Dataset excerpts
##########

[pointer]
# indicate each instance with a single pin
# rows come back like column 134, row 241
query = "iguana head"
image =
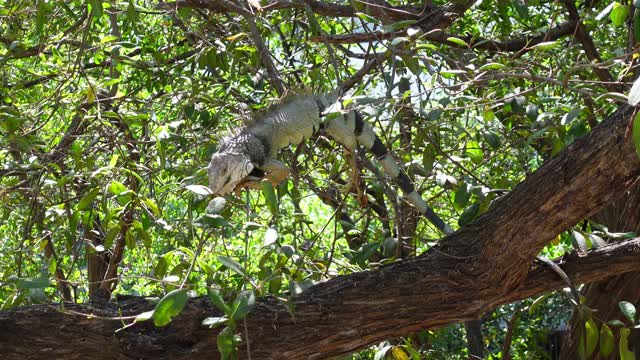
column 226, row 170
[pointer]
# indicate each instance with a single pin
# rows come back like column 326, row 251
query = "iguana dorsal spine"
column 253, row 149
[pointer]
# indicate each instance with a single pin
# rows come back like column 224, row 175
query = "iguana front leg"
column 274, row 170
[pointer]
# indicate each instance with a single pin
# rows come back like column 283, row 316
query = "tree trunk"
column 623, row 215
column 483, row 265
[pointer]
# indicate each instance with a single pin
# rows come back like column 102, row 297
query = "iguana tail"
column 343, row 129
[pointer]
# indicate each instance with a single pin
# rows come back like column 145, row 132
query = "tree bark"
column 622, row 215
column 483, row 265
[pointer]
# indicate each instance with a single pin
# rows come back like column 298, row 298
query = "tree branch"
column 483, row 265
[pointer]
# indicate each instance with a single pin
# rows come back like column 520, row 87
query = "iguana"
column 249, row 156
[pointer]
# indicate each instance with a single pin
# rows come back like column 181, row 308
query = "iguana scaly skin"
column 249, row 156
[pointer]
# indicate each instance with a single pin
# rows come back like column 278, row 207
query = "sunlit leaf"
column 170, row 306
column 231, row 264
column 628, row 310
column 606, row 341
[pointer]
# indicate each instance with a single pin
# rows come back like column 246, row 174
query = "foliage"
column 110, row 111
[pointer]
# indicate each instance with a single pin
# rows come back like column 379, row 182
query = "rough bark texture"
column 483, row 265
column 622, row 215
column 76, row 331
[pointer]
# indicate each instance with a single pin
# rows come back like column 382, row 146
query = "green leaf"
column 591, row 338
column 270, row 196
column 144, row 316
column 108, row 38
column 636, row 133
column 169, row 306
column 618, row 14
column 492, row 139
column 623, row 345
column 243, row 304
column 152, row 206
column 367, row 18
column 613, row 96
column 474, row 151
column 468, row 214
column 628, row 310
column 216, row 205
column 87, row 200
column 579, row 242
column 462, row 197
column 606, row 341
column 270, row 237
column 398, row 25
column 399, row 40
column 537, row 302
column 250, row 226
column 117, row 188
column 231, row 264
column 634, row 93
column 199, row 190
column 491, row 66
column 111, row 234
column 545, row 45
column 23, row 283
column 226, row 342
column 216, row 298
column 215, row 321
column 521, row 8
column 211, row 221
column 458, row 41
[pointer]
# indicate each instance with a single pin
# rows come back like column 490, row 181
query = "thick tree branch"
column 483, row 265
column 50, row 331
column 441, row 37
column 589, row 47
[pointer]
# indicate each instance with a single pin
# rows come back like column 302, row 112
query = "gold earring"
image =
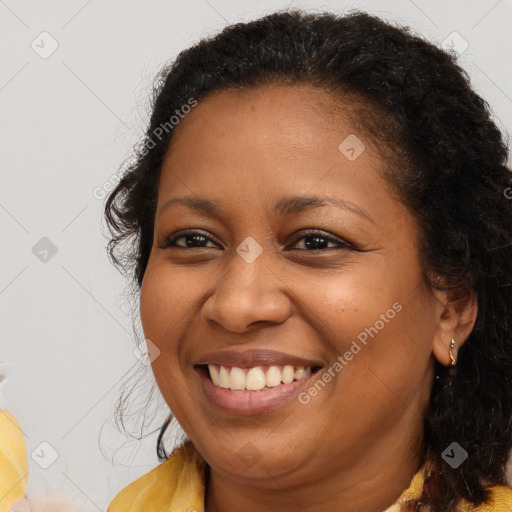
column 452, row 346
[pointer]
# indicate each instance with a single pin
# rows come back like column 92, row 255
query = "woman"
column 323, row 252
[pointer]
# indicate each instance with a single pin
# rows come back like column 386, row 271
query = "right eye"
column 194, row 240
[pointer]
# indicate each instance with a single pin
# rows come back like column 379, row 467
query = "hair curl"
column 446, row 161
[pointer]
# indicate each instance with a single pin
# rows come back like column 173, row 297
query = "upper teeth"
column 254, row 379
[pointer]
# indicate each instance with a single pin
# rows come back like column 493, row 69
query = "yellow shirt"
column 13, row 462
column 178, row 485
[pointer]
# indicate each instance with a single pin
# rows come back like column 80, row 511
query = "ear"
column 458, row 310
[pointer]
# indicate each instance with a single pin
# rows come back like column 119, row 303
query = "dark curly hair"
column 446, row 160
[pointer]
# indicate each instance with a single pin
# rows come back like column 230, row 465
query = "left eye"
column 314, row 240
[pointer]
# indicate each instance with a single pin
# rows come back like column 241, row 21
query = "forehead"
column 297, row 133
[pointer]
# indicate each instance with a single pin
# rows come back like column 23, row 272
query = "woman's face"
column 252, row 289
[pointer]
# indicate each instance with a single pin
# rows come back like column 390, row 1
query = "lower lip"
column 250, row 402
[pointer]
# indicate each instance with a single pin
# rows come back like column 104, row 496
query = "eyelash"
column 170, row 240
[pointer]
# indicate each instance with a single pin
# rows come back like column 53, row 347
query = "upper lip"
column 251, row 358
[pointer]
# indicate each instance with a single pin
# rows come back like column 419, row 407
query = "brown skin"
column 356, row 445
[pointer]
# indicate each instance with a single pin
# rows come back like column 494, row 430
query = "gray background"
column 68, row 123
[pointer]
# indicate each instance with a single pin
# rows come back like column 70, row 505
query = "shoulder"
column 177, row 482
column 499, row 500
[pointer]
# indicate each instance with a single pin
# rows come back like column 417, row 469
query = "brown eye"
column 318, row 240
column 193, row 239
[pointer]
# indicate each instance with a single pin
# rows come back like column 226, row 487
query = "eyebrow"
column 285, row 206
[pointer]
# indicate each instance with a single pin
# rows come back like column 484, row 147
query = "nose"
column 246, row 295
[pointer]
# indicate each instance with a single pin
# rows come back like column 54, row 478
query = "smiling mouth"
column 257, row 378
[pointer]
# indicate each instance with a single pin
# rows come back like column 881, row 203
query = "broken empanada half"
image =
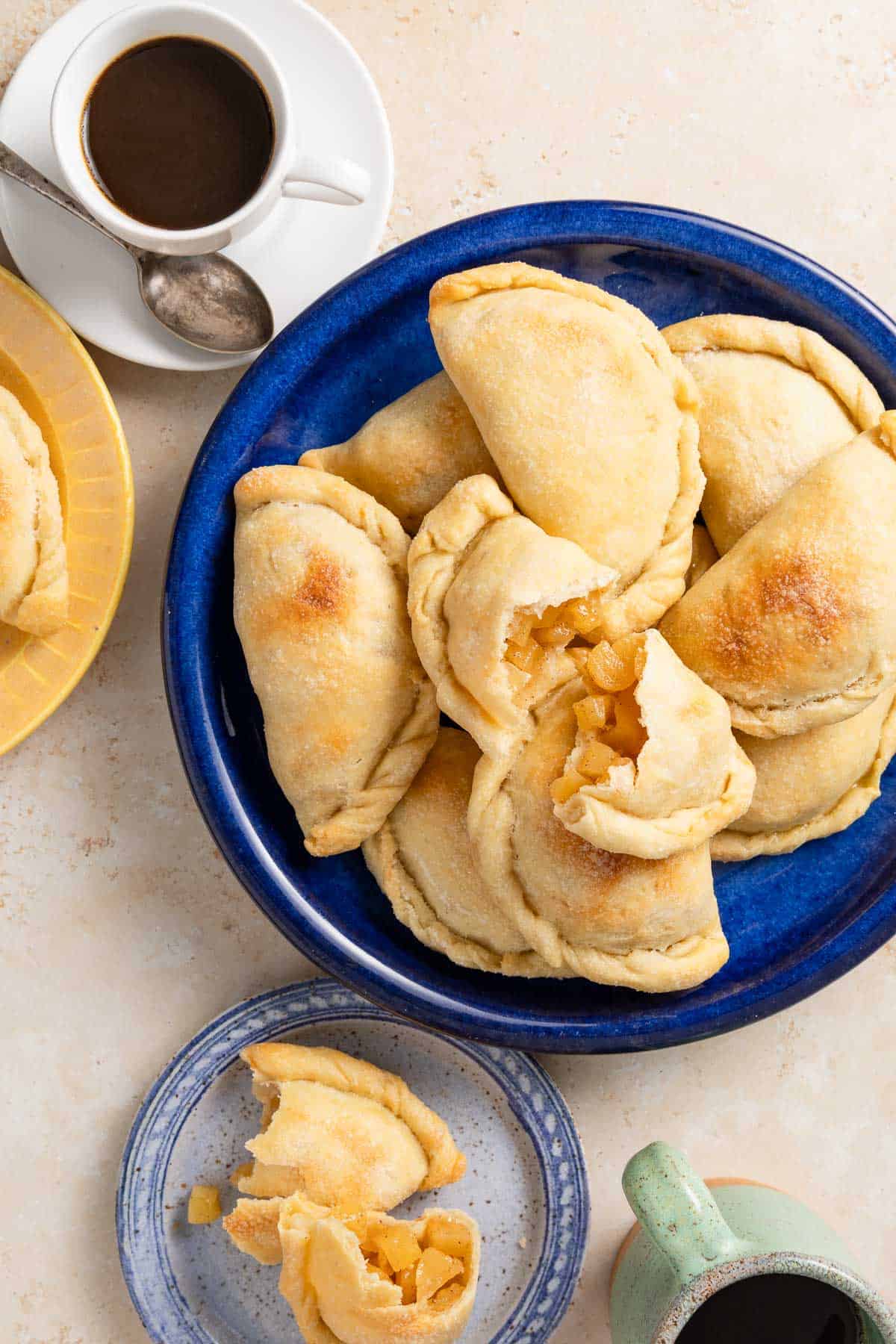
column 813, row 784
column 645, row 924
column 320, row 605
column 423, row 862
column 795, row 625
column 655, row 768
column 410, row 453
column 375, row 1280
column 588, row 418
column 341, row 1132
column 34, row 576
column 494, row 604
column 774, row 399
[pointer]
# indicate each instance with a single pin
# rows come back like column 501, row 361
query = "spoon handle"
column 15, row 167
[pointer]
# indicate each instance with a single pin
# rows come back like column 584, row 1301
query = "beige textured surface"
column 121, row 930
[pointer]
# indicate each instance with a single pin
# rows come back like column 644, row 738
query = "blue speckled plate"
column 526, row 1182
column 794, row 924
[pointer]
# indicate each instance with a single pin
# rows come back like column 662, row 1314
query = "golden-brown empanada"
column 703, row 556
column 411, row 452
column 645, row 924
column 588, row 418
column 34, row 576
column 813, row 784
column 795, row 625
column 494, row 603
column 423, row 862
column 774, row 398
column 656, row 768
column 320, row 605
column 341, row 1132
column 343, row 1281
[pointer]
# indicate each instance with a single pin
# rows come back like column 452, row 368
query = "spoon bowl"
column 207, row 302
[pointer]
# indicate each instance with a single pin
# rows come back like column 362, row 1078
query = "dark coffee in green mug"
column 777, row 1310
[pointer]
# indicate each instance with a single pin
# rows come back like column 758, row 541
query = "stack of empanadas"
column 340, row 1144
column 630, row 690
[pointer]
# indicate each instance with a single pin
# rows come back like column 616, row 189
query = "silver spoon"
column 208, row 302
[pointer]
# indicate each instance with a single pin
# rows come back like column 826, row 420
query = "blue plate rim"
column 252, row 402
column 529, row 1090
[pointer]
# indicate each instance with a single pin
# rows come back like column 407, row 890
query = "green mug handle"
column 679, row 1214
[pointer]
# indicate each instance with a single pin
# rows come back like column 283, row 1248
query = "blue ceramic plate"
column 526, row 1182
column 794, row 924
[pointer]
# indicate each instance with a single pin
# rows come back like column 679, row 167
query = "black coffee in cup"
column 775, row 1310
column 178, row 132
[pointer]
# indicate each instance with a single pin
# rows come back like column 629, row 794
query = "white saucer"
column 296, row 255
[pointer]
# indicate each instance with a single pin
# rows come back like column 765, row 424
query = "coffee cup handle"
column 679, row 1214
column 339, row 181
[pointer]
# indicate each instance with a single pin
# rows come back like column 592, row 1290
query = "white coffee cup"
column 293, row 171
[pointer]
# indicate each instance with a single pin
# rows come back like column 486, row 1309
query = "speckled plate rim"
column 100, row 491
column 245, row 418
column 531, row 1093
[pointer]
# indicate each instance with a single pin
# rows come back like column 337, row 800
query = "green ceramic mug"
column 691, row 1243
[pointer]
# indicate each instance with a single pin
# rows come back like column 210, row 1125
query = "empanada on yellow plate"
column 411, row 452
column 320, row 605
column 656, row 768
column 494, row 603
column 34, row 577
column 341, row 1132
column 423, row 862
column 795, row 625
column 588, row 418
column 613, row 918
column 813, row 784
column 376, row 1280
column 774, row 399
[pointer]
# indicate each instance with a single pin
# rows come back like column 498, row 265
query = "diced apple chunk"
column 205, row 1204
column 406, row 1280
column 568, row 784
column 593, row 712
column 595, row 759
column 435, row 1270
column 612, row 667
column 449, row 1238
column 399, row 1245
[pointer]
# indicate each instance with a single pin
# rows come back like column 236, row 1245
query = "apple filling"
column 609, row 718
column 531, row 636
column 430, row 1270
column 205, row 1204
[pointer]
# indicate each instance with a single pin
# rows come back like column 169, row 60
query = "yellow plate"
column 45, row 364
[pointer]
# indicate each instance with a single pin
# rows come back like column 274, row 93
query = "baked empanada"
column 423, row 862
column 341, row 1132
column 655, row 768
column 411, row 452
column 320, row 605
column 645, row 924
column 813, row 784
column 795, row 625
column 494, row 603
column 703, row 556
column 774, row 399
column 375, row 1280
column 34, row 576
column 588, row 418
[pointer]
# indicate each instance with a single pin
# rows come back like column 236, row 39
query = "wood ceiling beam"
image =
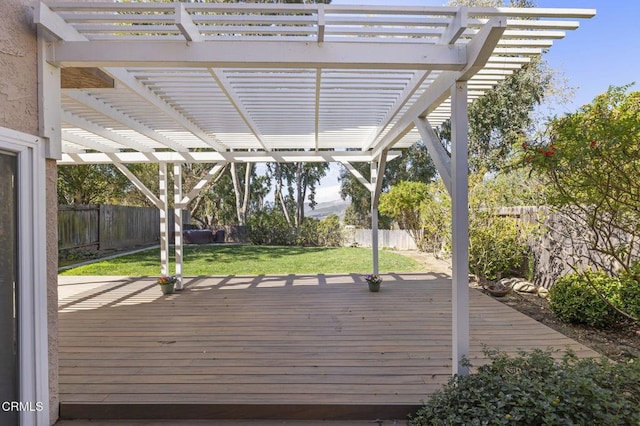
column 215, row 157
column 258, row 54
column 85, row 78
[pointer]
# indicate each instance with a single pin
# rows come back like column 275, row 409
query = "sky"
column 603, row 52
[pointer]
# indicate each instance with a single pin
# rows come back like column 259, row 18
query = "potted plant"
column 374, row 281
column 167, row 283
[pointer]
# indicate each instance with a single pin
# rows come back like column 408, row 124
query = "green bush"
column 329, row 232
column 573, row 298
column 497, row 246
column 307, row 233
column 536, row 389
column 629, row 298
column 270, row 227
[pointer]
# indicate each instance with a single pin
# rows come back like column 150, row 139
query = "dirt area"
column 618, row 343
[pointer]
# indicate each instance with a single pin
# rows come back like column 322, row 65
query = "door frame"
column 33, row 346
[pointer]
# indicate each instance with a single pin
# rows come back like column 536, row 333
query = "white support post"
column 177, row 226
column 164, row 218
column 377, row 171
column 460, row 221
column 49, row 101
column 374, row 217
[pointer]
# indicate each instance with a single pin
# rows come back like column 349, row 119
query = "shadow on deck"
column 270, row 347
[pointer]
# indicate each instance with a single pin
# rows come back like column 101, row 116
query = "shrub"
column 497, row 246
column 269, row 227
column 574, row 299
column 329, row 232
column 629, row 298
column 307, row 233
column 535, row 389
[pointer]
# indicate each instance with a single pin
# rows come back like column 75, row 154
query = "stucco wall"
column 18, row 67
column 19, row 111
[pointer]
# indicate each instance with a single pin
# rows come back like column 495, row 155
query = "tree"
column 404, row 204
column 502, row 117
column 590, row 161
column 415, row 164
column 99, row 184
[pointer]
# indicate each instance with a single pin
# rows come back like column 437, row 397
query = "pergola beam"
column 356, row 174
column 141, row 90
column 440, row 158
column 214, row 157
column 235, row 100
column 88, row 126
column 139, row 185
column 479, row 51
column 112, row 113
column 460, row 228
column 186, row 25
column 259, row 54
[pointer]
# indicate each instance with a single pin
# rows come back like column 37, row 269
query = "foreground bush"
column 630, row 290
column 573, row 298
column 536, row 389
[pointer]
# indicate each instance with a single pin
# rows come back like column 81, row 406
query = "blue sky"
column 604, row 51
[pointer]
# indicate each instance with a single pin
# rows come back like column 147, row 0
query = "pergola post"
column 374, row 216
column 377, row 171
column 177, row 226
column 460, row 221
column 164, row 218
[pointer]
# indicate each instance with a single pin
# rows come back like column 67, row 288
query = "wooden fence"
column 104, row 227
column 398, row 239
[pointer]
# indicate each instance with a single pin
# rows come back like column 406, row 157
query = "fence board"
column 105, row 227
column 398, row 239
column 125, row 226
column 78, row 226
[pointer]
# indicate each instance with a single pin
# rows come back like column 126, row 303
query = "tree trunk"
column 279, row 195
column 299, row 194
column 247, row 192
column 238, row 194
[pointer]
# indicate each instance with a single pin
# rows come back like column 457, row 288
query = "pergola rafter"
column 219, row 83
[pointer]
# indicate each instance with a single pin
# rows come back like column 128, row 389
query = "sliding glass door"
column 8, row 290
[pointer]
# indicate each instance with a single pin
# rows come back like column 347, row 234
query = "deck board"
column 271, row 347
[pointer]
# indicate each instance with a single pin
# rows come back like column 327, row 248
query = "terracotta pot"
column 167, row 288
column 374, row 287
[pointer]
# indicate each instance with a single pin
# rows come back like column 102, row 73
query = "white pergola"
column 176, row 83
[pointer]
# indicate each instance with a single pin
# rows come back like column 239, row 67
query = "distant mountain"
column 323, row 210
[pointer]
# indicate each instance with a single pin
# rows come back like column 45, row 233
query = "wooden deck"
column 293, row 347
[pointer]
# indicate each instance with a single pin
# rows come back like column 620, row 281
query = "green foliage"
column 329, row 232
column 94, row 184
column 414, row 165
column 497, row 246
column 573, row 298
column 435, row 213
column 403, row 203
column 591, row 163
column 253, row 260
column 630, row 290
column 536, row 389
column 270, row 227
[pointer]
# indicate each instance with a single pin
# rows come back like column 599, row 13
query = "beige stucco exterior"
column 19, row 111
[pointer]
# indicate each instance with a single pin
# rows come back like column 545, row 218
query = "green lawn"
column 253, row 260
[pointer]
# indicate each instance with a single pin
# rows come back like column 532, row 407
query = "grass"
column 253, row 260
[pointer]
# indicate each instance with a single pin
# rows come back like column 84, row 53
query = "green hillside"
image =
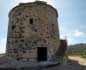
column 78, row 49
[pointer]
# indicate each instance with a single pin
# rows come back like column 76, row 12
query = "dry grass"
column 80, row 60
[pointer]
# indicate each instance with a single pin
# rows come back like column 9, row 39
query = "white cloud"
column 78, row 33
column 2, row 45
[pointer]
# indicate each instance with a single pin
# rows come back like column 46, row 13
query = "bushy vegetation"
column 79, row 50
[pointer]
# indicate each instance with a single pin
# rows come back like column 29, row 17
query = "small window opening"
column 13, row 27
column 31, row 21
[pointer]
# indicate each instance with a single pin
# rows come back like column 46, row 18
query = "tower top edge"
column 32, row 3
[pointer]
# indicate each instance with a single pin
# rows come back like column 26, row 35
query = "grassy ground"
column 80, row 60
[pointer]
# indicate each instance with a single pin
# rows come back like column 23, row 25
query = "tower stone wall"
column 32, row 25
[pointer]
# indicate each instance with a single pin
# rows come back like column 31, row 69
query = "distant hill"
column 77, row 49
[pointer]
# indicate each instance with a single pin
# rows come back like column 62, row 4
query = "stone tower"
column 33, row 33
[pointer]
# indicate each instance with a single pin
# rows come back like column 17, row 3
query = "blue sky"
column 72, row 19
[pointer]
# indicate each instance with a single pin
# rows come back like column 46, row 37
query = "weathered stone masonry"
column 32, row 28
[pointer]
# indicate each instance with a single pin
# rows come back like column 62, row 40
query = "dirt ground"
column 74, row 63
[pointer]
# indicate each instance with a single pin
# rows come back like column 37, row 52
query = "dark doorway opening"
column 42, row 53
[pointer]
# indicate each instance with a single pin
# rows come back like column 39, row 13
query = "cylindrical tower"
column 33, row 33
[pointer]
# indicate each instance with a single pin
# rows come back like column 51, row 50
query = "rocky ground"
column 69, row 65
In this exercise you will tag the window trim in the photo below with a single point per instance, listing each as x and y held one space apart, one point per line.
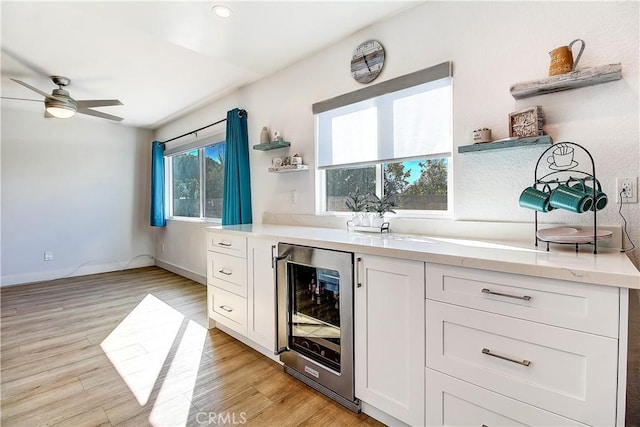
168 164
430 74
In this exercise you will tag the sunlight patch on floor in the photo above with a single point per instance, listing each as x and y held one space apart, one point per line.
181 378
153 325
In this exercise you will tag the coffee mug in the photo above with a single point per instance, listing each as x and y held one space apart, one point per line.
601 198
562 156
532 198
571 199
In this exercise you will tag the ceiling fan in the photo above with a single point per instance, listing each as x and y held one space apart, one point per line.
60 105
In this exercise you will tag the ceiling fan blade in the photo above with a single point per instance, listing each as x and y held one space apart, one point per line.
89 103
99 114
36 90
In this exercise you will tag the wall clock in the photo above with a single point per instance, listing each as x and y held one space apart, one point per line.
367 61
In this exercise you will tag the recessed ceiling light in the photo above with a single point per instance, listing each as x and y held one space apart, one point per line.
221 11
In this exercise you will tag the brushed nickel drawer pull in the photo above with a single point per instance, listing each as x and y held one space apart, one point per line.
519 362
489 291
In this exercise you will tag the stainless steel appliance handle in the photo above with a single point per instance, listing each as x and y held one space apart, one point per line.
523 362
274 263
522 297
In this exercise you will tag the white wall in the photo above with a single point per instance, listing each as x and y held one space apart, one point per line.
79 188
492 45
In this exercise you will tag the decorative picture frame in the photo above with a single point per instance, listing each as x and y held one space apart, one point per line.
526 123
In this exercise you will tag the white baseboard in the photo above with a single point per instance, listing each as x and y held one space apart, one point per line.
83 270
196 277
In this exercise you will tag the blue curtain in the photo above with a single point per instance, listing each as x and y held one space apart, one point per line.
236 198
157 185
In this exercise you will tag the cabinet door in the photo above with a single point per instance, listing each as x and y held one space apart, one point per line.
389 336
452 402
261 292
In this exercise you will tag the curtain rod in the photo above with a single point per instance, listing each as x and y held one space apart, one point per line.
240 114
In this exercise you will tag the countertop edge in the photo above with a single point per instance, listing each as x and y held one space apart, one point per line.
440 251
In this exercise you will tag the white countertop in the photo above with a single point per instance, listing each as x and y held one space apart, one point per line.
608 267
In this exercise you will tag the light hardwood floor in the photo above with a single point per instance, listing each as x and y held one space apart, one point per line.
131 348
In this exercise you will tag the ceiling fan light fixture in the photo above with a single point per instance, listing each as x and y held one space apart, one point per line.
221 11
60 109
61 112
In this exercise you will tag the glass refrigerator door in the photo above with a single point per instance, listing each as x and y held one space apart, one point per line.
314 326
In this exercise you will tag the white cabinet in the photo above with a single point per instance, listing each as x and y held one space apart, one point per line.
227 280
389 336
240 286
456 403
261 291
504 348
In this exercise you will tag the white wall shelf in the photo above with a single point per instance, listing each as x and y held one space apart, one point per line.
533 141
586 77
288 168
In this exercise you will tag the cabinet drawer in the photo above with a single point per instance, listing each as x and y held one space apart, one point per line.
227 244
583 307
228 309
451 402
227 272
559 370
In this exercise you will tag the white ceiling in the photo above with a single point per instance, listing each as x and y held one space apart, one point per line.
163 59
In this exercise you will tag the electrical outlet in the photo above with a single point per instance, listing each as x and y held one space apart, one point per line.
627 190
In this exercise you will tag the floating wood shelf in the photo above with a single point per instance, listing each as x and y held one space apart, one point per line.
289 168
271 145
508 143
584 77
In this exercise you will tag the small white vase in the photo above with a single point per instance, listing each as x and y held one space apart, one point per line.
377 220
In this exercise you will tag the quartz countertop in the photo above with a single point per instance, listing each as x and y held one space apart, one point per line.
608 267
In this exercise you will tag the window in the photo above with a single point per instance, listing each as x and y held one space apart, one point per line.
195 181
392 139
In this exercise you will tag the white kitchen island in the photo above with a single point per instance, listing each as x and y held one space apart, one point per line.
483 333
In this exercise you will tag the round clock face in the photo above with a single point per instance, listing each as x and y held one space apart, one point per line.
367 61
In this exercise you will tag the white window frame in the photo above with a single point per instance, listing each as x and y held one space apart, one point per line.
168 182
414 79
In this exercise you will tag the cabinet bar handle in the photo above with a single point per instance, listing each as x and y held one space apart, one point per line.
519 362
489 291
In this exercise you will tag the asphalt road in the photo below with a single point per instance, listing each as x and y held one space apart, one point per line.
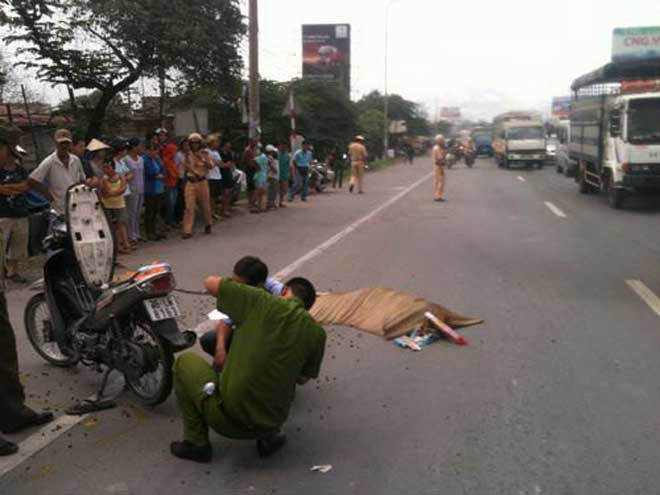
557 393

##########

ASSIGNMENT >> Your task is to return the lines above, from the first one up to and including the line containing "# rows come back like column 145, row 132", minus any pictures.

SOLUTION >>
[pointer]
# indicate each instance with a single pin
# rows come back like column 134, row 241
query = "iguana head"
image =
column 226, row 170
[pointer]
# indicate each instance with a single pin
# rows come back like column 326, row 251
query = "iguana dorsal spine"
column 253, row 149
[pointer]
# indicate each instance with a single pin
# rows come back like column 224, row 175
query = "iguana front leg"
column 274, row 170
[pointer]
# indicate each instance with a single pin
# rows come back like column 283, row 316
query = "tree trunk"
column 623, row 215
column 483, row 265
[pointer]
# indicate each instance with a single pin
# rows come back like column 102, row 297
query = "iguana tail"
column 343, row 129
[pointer]
# indicate each instance with a single pin
# rows come back like column 145, row 132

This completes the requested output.